-- Source data start --
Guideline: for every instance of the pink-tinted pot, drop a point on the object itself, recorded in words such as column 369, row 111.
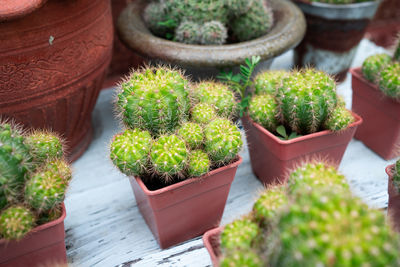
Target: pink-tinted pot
column 394, row 200
column 381, row 128
column 43, row 246
column 211, row 240
column 272, row 158
column 186, row 209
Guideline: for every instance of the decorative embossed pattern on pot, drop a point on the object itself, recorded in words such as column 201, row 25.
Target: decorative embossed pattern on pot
column 52, row 65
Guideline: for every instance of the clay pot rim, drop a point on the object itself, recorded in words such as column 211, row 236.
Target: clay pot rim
column 183, row 183
column 357, row 122
column 42, row 226
column 286, row 33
-- Source data end --
--- Exercise objective ---
Substitute "place a marker" for every occurrence of "drop a point" in the material above, leaving everything else unchanged. Omit the pictures from your answer.

--- Solved exercise ---
Guideline: for every instance of the pink-tinted pot, place a marker on the object itself, recorded in words such as column 369, row 111.
Target: pink-tinted pot
column 394, row 200
column 381, row 128
column 43, row 246
column 211, row 240
column 272, row 158
column 186, row 209
Guideline: for every instance of the decorative embossed pattern on pot, place a marker on the object itself, recorded in words such as column 201, row 25.
Target: decorative embossed pattern on pot
column 52, row 65
Guideline: for every instance of the clay pot rim, place a marker on the object itself, recorded in words such as column 211, row 236.
Target: clay pot rim
column 183, row 183
column 357, row 122
column 42, row 226
column 286, row 33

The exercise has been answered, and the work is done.